Boundary annotation rows
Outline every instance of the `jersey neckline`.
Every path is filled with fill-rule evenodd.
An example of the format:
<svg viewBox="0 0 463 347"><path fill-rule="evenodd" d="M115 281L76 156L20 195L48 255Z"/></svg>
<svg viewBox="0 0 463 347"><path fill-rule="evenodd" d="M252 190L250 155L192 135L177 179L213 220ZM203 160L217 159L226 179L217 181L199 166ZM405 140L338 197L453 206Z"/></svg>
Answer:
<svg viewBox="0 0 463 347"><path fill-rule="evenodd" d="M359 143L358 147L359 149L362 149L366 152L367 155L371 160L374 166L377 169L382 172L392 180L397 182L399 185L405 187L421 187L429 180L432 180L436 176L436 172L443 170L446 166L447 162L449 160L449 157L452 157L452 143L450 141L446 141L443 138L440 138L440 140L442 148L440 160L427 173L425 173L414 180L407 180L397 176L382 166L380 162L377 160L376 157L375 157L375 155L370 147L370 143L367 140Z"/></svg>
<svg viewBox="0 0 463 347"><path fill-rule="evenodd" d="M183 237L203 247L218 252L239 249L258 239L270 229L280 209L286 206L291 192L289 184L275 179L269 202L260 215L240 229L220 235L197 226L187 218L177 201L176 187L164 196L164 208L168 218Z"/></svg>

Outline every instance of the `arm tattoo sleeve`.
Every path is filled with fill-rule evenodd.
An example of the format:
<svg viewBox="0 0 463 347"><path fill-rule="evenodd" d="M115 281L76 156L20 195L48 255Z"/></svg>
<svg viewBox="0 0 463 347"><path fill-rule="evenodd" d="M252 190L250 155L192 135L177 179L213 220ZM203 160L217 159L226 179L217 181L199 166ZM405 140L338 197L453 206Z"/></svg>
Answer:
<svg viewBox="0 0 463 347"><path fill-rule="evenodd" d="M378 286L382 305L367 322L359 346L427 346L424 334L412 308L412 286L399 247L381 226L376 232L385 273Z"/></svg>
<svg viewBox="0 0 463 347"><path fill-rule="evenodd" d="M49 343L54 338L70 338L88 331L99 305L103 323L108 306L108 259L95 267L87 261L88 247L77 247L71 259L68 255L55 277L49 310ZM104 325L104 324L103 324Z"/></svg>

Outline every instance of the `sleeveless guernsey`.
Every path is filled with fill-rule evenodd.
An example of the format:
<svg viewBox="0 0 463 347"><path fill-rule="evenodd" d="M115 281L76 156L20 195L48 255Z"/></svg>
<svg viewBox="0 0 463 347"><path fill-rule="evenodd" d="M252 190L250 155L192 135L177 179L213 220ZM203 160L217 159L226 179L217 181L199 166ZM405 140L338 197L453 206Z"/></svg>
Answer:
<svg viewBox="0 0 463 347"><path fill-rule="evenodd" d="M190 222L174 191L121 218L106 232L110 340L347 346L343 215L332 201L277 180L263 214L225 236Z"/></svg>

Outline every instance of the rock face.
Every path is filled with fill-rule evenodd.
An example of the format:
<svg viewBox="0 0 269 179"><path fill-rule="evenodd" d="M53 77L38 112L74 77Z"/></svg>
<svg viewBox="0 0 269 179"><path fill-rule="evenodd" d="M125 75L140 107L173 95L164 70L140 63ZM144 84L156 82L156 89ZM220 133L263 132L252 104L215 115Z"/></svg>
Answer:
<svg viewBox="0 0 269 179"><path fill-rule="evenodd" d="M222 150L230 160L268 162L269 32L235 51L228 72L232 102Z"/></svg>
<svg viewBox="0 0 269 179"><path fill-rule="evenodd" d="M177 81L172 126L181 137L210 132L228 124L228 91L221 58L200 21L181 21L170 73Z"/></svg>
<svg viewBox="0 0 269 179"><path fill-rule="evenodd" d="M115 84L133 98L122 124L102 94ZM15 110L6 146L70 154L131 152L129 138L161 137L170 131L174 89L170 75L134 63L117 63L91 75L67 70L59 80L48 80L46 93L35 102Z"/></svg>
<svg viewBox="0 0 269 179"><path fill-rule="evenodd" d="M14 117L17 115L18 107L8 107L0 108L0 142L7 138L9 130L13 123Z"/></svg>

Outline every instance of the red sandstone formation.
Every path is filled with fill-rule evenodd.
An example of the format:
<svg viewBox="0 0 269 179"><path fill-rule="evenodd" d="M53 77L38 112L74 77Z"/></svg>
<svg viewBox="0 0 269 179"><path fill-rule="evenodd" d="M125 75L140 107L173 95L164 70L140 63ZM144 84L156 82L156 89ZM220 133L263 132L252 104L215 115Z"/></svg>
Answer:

WHAT YOU HAVE TO DO | Render all of the rows above as a numbered list, leaving out the blank lines.

EXERCISE RESPONSE |
1. Outline every instance of the `jersey neckline`.
2. Every path is filled with fill-rule evenodd.
3. An example of the format:
4. <svg viewBox="0 0 463 347"><path fill-rule="evenodd" d="M115 281L76 156L20 195L48 255Z"/></svg>
5. <svg viewBox="0 0 463 347"><path fill-rule="evenodd" d="M252 190L250 155L192 135L177 179L213 220ZM203 160L217 159L226 179L217 181L199 166ZM405 140L338 197L453 206Z"/></svg>
6. Answer:
7. <svg viewBox="0 0 463 347"><path fill-rule="evenodd" d="M359 143L358 147L359 149L362 149L366 152L367 155L371 160L374 166L377 169L382 172L392 180L397 182L399 185L405 187L421 187L429 180L432 180L436 176L436 172L443 170L446 166L447 162L449 160L449 157L452 157L452 143L450 141L446 141L443 138L440 138L440 140L442 148L440 160L427 173L425 173L414 180L407 180L397 176L382 166L380 162L377 160L376 157L375 157L375 155L370 147L370 143L367 140Z"/></svg>
8. <svg viewBox="0 0 463 347"><path fill-rule="evenodd" d="M183 237L203 247L218 252L239 249L258 239L270 229L280 209L286 206L291 192L289 184L275 179L269 202L260 215L240 229L220 235L197 226L187 218L177 201L176 187L164 196L164 208L168 218Z"/></svg>
9. Outline every instance of the `arm tattoo sleeve`.
10. Every path is filled with fill-rule evenodd.
11. An example of the format:
12. <svg viewBox="0 0 463 347"><path fill-rule="evenodd" d="M115 281L76 156L20 195L48 255Z"/></svg>
13. <svg viewBox="0 0 463 347"><path fill-rule="evenodd" d="M252 190L250 155L192 135L177 179L213 220ZM203 160L217 159L226 179L217 181L199 166ZM405 140L338 197L453 206Z"/></svg>
14. Answer:
15. <svg viewBox="0 0 463 347"><path fill-rule="evenodd" d="M378 286L382 305L367 322L359 346L427 346L424 334L412 308L412 286L399 247L381 226L376 232L385 273Z"/></svg>
16. <svg viewBox="0 0 463 347"><path fill-rule="evenodd" d="M49 343L54 338L70 338L88 331L99 305L103 323L108 306L108 259L95 267L87 261L88 247L77 247L71 259L68 255L55 277L49 310ZM104 325L104 324L103 324Z"/></svg>
17. Outline every instance of the `sleeveless guernsey`.
18. Every path is filled with fill-rule evenodd.
19. An example of the format:
20. <svg viewBox="0 0 463 347"><path fill-rule="evenodd" d="M115 281L76 156L20 195L48 255Z"/></svg>
21. <svg viewBox="0 0 463 347"><path fill-rule="evenodd" d="M252 190L250 155L192 135L177 179L213 220ZM203 160L217 159L226 179L217 181L199 166ZM405 140L338 197L453 206Z"/></svg>
22. Answer:
23. <svg viewBox="0 0 463 347"><path fill-rule="evenodd" d="M190 222L174 191L121 218L106 232L110 340L347 346L343 215L332 201L277 180L263 214L225 236Z"/></svg>
24. Outline every instance of the rock face.
25. Every path is filled with fill-rule evenodd.
26. An example of the format:
27. <svg viewBox="0 0 269 179"><path fill-rule="evenodd" d="M53 77L38 112L74 77Z"/></svg>
28. <svg viewBox="0 0 269 179"><path fill-rule="evenodd" d="M125 75L140 107L173 95L164 70L140 63ZM144 84L156 82L156 89ZM220 133L263 132L252 104L215 115Z"/></svg>
29. Answer:
30. <svg viewBox="0 0 269 179"><path fill-rule="evenodd" d="M222 150L230 160L268 162L269 32L235 51L228 72L232 102Z"/></svg>
31. <svg viewBox="0 0 269 179"><path fill-rule="evenodd" d="M177 81L172 126L181 137L210 132L228 124L228 91L221 58L200 21L181 21L170 73Z"/></svg>
32. <svg viewBox="0 0 269 179"><path fill-rule="evenodd" d="M115 84L133 98L122 124L102 94ZM15 110L6 146L70 154L131 152L129 138L161 137L170 131L174 89L170 75L134 63L117 63L91 75L67 70L59 80L48 80L46 93L35 102Z"/></svg>
33. <svg viewBox="0 0 269 179"><path fill-rule="evenodd" d="M14 117L17 115L18 107L8 107L0 108L0 142L7 138L9 130L13 123Z"/></svg>
34. Outline every instance of the red sandstone formation.
35. Every path is filled with fill-rule evenodd.
36. An example of the format:
37. <svg viewBox="0 0 269 179"><path fill-rule="evenodd" d="M53 77L38 112L74 77Z"/></svg>
38. <svg viewBox="0 0 269 179"><path fill-rule="evenodd" d="M125 75L140 107L173 95L164 70L140 63ZM144 84L156 82L156 89ZM220 133L263 132L252 104L215 115Z"/></svg>
39. Answer:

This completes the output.